*** Record list

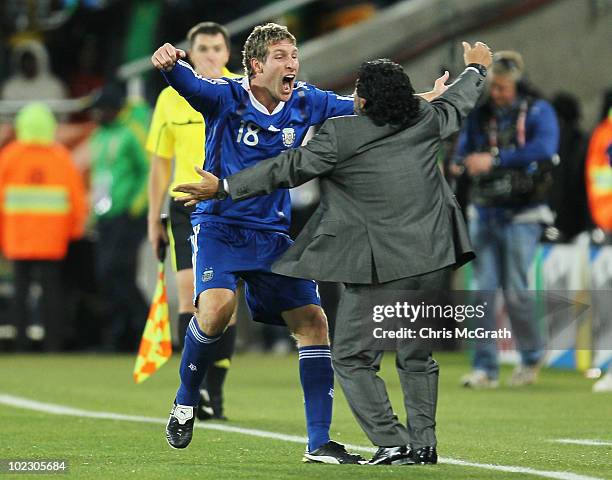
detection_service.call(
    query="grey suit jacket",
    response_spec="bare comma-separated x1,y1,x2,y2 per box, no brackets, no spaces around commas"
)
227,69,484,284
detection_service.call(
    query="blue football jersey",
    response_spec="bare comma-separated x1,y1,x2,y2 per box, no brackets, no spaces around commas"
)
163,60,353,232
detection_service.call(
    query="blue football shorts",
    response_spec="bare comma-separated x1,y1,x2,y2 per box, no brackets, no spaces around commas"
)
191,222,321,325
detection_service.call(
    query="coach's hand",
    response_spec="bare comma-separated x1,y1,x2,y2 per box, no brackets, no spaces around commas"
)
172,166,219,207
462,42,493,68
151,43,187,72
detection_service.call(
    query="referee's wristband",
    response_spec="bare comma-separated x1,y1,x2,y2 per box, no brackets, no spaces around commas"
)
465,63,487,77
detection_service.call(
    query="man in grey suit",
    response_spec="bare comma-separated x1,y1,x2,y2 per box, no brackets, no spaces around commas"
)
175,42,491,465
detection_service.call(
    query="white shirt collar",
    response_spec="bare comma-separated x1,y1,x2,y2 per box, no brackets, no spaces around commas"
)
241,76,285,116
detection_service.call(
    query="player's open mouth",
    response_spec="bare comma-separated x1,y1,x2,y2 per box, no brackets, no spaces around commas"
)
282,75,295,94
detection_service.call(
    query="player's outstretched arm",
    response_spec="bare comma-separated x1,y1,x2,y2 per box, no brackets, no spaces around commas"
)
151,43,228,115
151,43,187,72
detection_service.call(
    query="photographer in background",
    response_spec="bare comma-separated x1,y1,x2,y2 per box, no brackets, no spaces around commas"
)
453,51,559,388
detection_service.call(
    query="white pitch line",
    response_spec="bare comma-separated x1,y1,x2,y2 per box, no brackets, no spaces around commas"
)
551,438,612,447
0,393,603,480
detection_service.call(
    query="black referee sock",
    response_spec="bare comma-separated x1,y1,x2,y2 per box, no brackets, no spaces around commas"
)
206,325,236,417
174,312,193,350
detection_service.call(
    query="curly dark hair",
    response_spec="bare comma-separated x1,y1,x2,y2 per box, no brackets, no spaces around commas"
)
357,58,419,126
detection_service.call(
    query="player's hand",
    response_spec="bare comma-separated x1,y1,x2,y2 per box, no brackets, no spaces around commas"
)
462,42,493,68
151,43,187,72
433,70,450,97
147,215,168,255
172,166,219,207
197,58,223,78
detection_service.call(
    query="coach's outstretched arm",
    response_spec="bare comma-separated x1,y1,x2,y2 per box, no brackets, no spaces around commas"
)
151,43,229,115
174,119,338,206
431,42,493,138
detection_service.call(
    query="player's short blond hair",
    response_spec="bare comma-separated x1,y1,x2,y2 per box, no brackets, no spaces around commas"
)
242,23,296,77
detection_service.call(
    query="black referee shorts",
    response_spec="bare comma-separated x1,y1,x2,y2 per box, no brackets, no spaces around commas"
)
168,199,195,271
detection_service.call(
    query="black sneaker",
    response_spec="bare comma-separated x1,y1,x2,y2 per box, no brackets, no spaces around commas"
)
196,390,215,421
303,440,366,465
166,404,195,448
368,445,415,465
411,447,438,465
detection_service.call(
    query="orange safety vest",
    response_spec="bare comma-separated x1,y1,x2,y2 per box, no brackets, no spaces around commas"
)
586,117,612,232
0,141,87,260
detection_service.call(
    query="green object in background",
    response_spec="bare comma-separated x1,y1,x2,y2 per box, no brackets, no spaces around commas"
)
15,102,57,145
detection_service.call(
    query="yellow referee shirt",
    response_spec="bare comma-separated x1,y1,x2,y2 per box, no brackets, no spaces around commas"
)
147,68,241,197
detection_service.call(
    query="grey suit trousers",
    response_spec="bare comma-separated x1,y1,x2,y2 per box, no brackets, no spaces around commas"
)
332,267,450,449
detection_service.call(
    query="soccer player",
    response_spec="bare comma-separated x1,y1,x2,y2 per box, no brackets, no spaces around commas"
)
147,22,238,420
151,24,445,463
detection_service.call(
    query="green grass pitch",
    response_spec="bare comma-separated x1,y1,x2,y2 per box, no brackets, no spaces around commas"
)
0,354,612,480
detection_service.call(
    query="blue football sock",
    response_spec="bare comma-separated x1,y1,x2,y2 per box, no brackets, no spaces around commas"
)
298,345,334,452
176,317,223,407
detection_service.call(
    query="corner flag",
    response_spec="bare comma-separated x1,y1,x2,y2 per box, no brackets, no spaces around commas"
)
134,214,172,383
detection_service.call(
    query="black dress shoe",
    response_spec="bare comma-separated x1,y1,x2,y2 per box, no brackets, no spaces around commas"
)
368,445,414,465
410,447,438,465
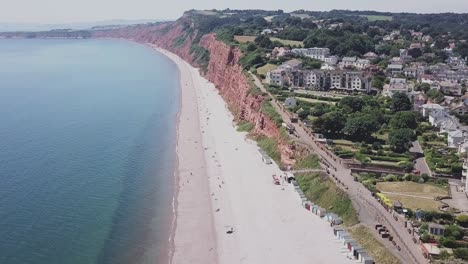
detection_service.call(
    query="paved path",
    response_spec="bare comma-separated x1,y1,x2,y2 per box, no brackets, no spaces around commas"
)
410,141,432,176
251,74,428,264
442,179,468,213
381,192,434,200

******

# What you should do
Please select every line of the listing that contains the word "green" and copy those lines.

# Problem solution
    query="green object in background",
    query="green grass pitch",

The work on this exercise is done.